Your objective
Retype the following records line for line, changing nothing.

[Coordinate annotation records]
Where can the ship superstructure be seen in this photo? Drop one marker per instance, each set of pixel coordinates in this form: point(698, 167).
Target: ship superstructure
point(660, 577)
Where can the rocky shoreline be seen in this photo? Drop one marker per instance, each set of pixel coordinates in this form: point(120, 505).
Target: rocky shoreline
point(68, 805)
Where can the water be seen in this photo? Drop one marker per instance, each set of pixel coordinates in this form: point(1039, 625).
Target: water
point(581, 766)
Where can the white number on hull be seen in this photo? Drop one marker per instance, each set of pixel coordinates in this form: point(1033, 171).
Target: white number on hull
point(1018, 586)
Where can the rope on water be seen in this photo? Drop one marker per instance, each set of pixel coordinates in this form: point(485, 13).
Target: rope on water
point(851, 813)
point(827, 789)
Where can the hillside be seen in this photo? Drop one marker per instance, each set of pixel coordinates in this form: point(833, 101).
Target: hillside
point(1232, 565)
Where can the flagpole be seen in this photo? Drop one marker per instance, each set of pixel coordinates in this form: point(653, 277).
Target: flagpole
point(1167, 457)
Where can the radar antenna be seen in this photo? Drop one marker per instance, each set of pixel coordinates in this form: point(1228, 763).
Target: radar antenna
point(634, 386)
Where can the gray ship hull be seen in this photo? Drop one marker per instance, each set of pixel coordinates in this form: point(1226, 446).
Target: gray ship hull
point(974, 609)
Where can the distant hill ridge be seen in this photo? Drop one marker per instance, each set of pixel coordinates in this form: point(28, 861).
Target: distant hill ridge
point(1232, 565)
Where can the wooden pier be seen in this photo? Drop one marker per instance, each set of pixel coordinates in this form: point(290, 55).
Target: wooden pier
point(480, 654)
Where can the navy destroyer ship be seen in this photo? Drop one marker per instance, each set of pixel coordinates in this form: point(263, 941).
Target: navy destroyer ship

The response
Where can the ship superstructure be seen in this photo? Drop one marker per instance, each set of pixel coordinates in this form: point(698, 167).
Target: ship superstructure
point(660, 577)
Where can the rocky shoreline be seen in this photo? Drop one marker per instance, each set of pixel coordinates in this form: point(120, 505).
Target: rocky shoreline
point(68, 805)
Where can the water be seen in this photo? Drop one marker per instance, each set of pixel coordinates in this form: point(1039, 625).
Target: water
point(581, 766)
Where can the white number on hull be seen in this photo? Drop one marker per instance, each set of pixel coordinates in this form: point(1033, 171).
Target: white number on hull
point(1018, 586)
Where can the rope on water be seen in this photo? Drop one marker per instance, each set of pixel coordinates in this form: point(485, 13).
Target: rope on water
point(851, 813)
point(827, 789)
Where can the hillside be seen in this photo? Drop one marker per instance, each set of pixel coordinates in this form: point(833, 101).
Target: hillside
point(1232, 565)
Where can the flagpole be seen in this photo? Drop one marker per instance, each set of pixel coordinates in this form: point(653, 277).
Target: flagpole
point(1167, 457)
Where can the radar antenna be seen in this photo? Drop one marker per instance, each set of pixel coordinates in this form: point(1228, 763).
Target: radar antenna
point(634, 386)
Where can the gray ship hull be seen in this photo? Drop one marker per instance, each set of pixel coordinates in this form: point(1226, 446).
Target: gray ship hull
point(974, 609)
Where can the distant hill ridge be seen in this photo? Drop one marker per instance, each set of pixel coordinates in this form: point(28, 861).
Target: distant hill ridge
point(1232, 565)
Where can the wooden pier be seen in this photo? Drop one marker per instance, each set of pixel coordinates in this form: point(290, 55).
Target: wooden pier
point(480, 654)
Where can the navy destroyer ship be seen in this photo? Drop one marker per instance, each set of pixel coordinates in this form: point(263, 941).
Target: navy destroyer ship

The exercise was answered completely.